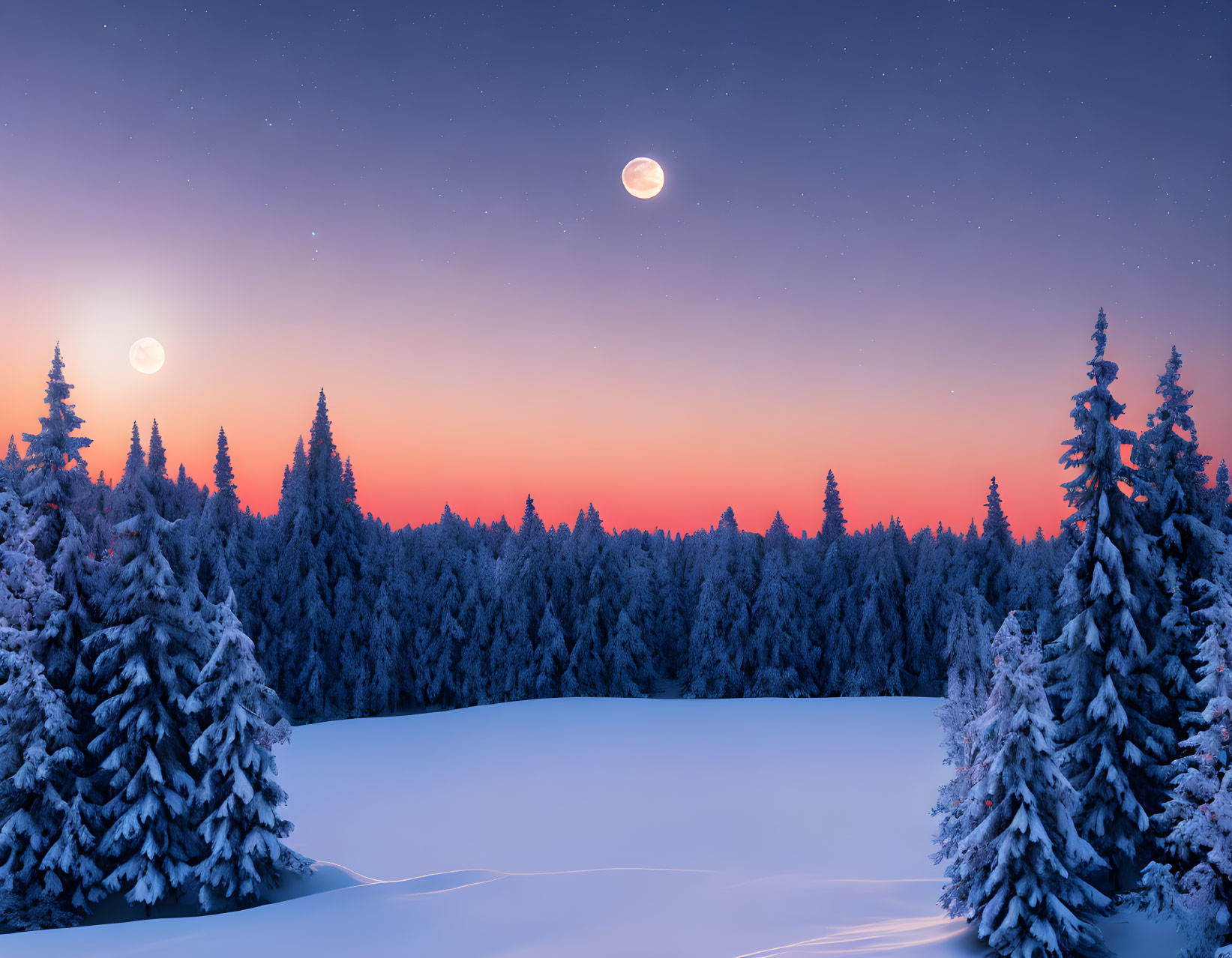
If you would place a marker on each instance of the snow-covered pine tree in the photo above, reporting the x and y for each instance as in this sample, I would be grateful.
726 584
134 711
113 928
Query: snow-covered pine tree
477 582
27 599
124 500
1113 753
55 461
382 655
1193 885
970 681
628 655
145 665
220 531
780 663
160 486
881 633
835 613
996 555
720 634
1172 477
13 469
835 526
1023 862
597 609
552 655
238 797
969 645
1220 510
40 806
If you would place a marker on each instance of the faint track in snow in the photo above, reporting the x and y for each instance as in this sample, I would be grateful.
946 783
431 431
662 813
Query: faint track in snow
473 877
889 935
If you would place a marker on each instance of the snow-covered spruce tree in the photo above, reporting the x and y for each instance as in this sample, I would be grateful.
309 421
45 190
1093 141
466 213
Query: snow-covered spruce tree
597 609
477 582
1034 585
996 555
1172 477
552 655
78 579
13 469
1023 862
628 657
382 655
720 637
967 689
835 526
162 488
969 647
881 633
1193 885
780 659
55 461
1113 753
238 797
1219 509
925 592
40 807
27 599
124 499
222 537
145 665
835 613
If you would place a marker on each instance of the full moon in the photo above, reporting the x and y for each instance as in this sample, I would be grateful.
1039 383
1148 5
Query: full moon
147 355
642 178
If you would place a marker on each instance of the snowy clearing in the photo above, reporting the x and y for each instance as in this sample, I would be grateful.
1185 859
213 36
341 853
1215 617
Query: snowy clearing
565 828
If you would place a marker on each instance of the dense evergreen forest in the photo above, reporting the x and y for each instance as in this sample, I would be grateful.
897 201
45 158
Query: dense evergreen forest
155 638
350 617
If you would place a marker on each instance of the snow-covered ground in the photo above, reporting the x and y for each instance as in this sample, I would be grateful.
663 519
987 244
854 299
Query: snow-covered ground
592 828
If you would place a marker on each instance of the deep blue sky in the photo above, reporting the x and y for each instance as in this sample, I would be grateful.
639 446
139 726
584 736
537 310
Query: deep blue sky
866 207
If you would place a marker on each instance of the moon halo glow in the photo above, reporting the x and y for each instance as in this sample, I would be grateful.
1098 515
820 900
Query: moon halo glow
642 178
147 355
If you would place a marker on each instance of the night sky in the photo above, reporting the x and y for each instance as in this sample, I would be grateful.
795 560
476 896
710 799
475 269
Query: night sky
885 235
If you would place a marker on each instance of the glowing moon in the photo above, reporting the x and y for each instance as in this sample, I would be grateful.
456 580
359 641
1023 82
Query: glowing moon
642 178
147 355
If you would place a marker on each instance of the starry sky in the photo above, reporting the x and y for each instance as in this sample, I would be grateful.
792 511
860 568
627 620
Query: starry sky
883 238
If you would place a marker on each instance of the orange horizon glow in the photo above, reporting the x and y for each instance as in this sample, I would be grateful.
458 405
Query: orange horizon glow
642 465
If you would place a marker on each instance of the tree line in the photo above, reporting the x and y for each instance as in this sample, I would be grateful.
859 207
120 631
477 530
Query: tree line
1092 758
328 613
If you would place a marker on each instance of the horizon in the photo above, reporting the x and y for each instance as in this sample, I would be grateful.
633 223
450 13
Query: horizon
881 241
860 516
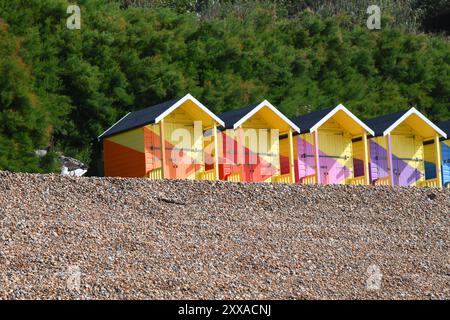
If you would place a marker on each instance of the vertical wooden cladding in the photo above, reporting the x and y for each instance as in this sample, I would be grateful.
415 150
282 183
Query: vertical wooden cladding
171 146
445 154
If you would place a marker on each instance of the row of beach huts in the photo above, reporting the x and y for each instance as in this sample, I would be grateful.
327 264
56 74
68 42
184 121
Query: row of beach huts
182 139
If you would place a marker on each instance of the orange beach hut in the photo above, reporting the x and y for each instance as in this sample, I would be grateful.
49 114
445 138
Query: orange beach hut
165 141
250 144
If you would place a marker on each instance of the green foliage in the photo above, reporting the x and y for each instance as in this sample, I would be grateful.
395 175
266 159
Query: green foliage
62 88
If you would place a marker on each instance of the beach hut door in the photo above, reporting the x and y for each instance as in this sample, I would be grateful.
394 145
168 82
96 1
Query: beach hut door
446 162
407 161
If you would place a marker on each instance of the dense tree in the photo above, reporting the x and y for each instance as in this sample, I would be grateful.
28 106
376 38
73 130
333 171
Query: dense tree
61 88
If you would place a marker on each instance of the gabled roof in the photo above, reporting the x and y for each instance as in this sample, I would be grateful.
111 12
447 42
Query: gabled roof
234 118
151 115
445 126
380 124
386 124
230 118
312 121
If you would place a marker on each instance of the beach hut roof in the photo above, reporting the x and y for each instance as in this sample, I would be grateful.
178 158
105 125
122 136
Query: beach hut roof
312 121
234 118
153 115
386 124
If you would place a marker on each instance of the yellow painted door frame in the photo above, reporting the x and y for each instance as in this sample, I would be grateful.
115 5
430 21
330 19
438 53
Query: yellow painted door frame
389 160
162 140
291 156
216 151
317 156
366 159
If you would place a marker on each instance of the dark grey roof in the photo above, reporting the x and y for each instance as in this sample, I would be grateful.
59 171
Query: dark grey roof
232 117
307 121
380 124
445 126
139 118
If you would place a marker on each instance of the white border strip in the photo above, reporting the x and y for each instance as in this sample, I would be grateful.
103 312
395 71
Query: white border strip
341 107
100 136
183 100
266 103
421 116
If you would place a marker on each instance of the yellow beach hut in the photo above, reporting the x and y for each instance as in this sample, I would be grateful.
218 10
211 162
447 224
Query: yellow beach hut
324 149
398 151
165 141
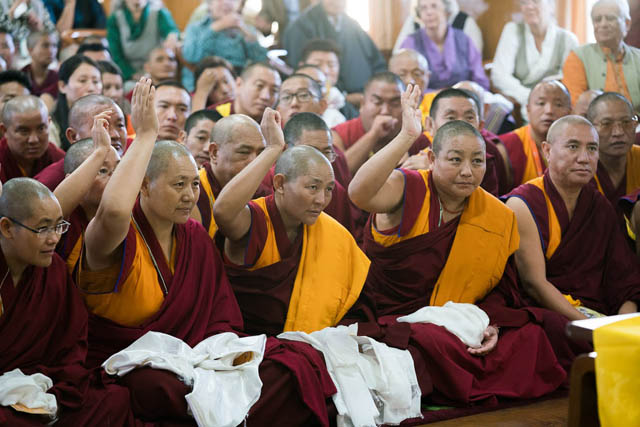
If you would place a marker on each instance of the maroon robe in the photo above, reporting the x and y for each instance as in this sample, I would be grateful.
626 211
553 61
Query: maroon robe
49 85
9 164
402 277
593 262
52 175
44 330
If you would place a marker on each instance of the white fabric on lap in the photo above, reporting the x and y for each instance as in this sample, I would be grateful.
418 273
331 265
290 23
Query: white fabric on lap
466 321
30 391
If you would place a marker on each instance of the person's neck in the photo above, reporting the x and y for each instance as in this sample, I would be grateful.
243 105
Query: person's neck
15 265
616 166
539 29
568 193
39 71
292 226
162 229
438 35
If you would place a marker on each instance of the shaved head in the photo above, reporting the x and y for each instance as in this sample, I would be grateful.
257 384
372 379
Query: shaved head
22 104
83 109
162 154
296 161
19 196
451 130
559 126
224 129
77 154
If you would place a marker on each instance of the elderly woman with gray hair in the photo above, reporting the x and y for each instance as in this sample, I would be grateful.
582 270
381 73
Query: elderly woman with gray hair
609 64
530 51
451 54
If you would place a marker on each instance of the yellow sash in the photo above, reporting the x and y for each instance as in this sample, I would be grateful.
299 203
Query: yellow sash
224 109
206 186
486 237
330 276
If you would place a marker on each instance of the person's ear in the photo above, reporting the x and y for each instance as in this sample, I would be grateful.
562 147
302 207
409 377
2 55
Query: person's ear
278 183
213 153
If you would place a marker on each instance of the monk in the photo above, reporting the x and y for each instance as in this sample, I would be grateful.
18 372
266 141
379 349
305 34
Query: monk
433 231
379 122
549 100
147 266
88 165
199 127
43 322
173 105
81 120
573 258
236 141
257 88
459 104
310 129
618 170
25 148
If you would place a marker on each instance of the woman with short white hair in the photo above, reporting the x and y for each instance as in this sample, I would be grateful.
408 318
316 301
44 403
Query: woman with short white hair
530 51
451 54
609 64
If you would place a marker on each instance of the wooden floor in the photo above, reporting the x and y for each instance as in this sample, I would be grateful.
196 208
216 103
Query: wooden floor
550 413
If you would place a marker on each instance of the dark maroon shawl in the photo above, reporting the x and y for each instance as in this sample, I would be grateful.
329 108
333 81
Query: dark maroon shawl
10 168
52 175
199 303
44 329
402 278
593 262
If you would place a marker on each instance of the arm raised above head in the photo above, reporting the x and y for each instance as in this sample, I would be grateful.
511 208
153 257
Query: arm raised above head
108 229
532 267
74 187
376 187
230 209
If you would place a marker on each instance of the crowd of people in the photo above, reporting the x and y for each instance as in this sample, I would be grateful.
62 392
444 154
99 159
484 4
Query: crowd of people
192 231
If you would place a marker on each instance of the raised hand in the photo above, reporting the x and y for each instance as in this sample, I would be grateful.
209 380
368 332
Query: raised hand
100 131
271 126
143 110
411 114
383 125
489 342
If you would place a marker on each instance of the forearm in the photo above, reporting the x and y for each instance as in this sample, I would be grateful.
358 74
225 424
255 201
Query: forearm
65 22
374 173
240 190
548 296
358 153
73 188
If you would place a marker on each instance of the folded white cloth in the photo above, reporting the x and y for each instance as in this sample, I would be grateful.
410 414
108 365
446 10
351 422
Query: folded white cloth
30 391
223 370
376 384
466 321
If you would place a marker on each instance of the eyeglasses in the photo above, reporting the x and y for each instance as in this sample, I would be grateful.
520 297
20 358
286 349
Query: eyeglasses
302 96
626 123
60 228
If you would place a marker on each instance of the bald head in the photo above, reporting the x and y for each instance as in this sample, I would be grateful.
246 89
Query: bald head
451 130
19 195
84 109
558 127
77 154
163 153
20 105
297 161
225 129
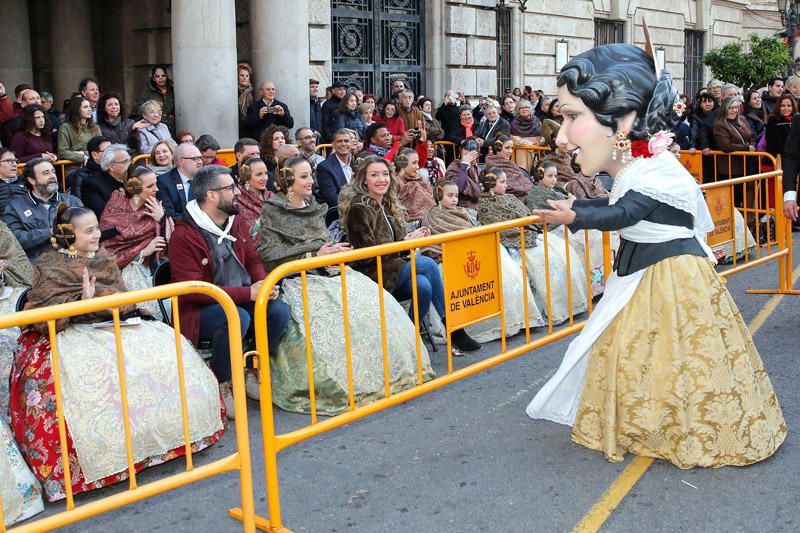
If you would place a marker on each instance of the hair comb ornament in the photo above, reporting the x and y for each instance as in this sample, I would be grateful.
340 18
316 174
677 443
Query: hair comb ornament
650 49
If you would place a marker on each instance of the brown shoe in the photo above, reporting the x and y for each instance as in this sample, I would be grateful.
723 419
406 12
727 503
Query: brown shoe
226 391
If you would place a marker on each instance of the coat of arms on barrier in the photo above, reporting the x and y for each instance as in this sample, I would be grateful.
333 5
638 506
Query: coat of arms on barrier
472 267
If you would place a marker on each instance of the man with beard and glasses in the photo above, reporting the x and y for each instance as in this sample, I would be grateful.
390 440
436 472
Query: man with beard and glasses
30 217
211 244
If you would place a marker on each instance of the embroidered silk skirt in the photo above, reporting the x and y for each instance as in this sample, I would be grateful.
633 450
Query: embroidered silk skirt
676 376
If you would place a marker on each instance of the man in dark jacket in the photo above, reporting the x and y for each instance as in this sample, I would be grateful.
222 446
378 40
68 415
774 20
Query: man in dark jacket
330 111
211 244
11 185
175 186
449 115
791 168
30 217
771 95
76 178
336 171
315 108
267 111
96 191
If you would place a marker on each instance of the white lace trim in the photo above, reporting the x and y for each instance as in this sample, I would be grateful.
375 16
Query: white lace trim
674 201
680 203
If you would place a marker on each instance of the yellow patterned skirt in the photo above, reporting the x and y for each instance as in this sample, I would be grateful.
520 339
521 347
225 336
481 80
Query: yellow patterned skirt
676 376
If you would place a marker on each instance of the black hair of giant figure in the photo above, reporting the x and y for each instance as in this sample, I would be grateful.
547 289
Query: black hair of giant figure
614 80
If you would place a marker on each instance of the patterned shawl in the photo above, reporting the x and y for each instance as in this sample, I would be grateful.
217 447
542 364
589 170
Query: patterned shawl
563 163
135 229
17 269
502 207
441 220
288 232
250 206
537 199
58 279
517 183
416 195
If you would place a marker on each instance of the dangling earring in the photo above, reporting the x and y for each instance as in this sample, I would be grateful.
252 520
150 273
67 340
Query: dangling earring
622 147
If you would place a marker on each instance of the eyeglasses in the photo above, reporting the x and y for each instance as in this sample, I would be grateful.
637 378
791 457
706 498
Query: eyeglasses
230 187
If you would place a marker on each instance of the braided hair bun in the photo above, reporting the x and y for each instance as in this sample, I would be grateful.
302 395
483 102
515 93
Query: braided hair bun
614 80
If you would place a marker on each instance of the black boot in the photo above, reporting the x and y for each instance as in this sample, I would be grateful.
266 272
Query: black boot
464 342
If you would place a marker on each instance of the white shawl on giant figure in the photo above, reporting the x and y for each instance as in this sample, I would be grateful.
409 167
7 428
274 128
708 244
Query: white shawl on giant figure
662 178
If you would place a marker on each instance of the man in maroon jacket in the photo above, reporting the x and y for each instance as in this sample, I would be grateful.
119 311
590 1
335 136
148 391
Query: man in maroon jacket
211 244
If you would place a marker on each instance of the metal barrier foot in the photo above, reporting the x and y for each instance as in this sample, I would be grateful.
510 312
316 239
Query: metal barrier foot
261 523
772 291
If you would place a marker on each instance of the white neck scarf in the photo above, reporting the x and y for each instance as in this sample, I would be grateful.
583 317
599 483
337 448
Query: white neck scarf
204 221
663 178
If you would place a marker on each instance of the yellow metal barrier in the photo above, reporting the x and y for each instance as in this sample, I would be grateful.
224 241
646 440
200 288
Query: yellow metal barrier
274 443
240 460
324 149
63 168
767 185
528 156
718 165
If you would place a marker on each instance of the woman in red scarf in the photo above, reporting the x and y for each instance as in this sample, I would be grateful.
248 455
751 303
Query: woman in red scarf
393 120
253 178
467 121
136 215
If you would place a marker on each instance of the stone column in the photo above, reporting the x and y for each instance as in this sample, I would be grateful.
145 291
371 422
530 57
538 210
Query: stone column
279 46
15 46
435 51
204 68
73 54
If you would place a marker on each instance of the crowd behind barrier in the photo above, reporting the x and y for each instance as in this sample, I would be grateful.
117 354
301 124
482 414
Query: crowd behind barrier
275 441
497 161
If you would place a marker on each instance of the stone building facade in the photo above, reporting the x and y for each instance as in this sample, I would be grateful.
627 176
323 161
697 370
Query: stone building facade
473 45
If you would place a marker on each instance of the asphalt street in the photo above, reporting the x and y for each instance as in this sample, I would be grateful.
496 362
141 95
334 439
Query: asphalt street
467 458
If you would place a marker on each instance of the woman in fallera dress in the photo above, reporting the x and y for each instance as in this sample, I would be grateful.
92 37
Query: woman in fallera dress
80 269
292 226
665 366
20 493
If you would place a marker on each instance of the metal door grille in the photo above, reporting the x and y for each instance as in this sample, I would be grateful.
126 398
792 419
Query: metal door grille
374 40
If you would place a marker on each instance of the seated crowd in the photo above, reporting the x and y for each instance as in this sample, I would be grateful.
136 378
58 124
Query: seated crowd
383 181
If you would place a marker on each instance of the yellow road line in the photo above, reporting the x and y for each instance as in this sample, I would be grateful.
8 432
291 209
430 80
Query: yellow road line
601 510
611 498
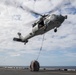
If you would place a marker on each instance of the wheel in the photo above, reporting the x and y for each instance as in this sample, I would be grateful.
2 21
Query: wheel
55 30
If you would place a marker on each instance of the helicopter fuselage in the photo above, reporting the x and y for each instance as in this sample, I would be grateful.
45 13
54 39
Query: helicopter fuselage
42 26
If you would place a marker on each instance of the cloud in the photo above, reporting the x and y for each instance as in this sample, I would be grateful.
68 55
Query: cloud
14 20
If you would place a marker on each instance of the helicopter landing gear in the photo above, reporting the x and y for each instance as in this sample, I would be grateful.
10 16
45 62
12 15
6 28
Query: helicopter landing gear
55 30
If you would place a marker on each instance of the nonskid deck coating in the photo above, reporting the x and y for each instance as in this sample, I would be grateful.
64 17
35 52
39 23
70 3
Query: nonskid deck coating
28 72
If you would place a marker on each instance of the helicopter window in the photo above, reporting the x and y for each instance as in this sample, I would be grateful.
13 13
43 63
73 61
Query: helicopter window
41 24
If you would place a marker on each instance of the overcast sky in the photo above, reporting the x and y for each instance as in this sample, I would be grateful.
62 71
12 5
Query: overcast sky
59 49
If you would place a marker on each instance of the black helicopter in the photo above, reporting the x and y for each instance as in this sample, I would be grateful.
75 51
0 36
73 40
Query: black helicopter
42 25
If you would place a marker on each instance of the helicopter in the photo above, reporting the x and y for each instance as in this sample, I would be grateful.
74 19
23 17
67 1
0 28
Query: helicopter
44 24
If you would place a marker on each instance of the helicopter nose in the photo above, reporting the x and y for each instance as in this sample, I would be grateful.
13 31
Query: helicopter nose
65 16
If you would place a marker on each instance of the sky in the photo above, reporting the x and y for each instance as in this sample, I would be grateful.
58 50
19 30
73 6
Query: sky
59 49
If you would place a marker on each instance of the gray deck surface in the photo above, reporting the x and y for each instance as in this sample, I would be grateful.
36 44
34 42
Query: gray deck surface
41 72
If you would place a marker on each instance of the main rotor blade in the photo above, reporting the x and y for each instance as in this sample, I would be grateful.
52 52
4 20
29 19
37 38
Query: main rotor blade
29 10
57 7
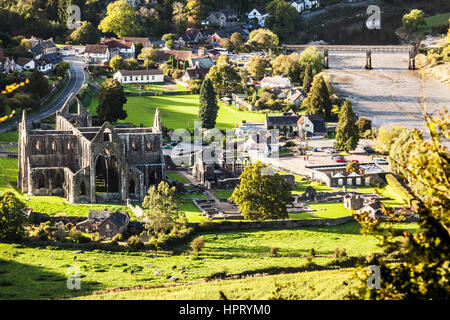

## What needs to be done
Using only the entries above, output the line with "the dense evergreen", the line with "the snow-covered ground", and all lines between them, exactly as they stand.

## Written response
If you would place a marker on each instance of the dense evergreen forest in the photo above, reporting the x and y for each instance as in this sample, I would be grateful.
897 201
45 158
Query: dense evergreen forest
155 638
350 617
If you would place a marker on each instance of the snow-covered ground in the photo above, reporting the x and y for each instance as in this sample, I would be grateful.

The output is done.